## Start Input for this task

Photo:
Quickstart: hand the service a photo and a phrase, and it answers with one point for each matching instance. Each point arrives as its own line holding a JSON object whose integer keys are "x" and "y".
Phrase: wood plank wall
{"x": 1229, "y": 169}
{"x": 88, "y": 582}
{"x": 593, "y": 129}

## End Input for this task

*Task to carry out*:
Reproduce every row above word for word.

*Expected output*:
Photo:
Quickstart: hand the service a photo and a phrase, and it answers with one point for each matching instance. Each point arrives as its own line holding a JSON object whose integer keys are "x" and "y".
Phrase: wood plank wall
{"x": 1229, "y": 169}
{"x": 88, "y": 582}
{"x": 593, "y": 129}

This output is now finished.